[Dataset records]
....................

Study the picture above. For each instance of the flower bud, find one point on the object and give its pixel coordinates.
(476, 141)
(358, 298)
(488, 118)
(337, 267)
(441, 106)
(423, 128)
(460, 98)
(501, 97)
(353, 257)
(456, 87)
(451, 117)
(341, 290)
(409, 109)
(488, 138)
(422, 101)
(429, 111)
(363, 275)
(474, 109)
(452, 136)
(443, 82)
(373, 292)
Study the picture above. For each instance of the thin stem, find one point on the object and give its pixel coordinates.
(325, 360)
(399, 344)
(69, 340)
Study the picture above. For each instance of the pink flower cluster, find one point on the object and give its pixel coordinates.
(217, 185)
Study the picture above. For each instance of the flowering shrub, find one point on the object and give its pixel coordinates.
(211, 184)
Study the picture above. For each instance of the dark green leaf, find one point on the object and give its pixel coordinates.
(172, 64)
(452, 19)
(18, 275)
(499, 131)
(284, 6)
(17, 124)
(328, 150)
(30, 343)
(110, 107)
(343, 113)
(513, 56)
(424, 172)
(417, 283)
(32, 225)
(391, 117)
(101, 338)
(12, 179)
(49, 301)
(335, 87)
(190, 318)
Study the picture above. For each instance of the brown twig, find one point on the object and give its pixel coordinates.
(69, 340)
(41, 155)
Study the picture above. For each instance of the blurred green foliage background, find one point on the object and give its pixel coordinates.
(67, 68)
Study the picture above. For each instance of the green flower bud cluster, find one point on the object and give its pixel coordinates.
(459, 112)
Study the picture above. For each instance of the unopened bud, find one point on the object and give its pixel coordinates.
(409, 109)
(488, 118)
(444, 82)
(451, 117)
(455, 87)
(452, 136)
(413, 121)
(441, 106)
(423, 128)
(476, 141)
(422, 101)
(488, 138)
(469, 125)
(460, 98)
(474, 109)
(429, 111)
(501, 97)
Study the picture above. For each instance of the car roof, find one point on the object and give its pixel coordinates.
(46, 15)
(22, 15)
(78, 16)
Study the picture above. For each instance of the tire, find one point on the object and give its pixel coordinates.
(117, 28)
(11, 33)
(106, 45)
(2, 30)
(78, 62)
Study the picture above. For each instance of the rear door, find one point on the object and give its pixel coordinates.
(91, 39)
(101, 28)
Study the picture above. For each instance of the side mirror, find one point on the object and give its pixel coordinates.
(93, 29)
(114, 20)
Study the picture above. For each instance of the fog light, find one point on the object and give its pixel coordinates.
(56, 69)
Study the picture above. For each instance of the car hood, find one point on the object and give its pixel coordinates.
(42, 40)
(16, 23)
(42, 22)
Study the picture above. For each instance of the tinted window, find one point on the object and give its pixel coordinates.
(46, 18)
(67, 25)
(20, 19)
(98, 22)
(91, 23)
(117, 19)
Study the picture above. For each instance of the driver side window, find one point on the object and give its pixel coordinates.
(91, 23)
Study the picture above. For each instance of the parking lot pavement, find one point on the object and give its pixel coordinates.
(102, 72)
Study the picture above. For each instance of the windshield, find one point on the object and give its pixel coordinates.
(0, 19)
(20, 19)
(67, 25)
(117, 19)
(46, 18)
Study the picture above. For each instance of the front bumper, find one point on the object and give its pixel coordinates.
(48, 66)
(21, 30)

....................

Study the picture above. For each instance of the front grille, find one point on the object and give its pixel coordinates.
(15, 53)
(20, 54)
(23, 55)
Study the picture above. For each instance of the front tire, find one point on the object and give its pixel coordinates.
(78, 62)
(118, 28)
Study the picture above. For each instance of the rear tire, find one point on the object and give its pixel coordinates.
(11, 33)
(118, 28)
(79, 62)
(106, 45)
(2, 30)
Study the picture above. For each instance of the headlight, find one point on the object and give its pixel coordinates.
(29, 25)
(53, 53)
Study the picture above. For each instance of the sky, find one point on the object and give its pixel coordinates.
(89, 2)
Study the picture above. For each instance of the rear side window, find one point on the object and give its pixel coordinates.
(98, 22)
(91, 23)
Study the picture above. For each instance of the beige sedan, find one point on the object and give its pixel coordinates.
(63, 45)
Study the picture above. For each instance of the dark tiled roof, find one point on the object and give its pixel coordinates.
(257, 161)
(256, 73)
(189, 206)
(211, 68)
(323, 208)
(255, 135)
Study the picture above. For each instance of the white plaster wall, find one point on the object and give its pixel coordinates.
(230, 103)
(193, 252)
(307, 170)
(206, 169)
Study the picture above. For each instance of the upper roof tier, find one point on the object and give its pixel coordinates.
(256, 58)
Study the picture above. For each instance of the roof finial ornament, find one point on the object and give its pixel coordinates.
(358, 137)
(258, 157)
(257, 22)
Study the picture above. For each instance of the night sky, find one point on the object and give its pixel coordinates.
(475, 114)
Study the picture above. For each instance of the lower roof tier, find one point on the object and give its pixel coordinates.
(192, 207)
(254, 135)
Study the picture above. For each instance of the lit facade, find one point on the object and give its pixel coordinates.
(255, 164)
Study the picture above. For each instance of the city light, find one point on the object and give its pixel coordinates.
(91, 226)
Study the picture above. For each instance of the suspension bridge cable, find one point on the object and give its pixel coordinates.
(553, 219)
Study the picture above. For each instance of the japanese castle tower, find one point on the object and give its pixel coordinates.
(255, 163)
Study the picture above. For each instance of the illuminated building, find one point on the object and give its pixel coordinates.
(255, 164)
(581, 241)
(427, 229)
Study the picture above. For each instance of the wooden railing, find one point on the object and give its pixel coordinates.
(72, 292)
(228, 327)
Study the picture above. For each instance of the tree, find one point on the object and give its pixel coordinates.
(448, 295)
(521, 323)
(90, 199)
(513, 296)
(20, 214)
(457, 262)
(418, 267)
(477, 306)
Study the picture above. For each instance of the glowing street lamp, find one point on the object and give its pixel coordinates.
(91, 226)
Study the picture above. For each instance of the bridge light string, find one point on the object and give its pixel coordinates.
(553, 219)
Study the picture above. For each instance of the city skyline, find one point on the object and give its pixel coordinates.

....................

- **Goal**: Pull out the lines from the one with "Study the picture above. For each instance of the glowing" up to and including the one with "city skyline, find", and copy them character for character.

- **Completed task**:
Study the picture above. For each instance of the glowing street lamp, find one point on the object and give its pixel coordinates.
(91, 226)
Study the picture above. For each instance of the bridge light string, find one point on the object and give its pixel coordinates.
(553, 219)
Study the picture above. For each instance of the city skyline, find one point on the object and give its pixel coordinates.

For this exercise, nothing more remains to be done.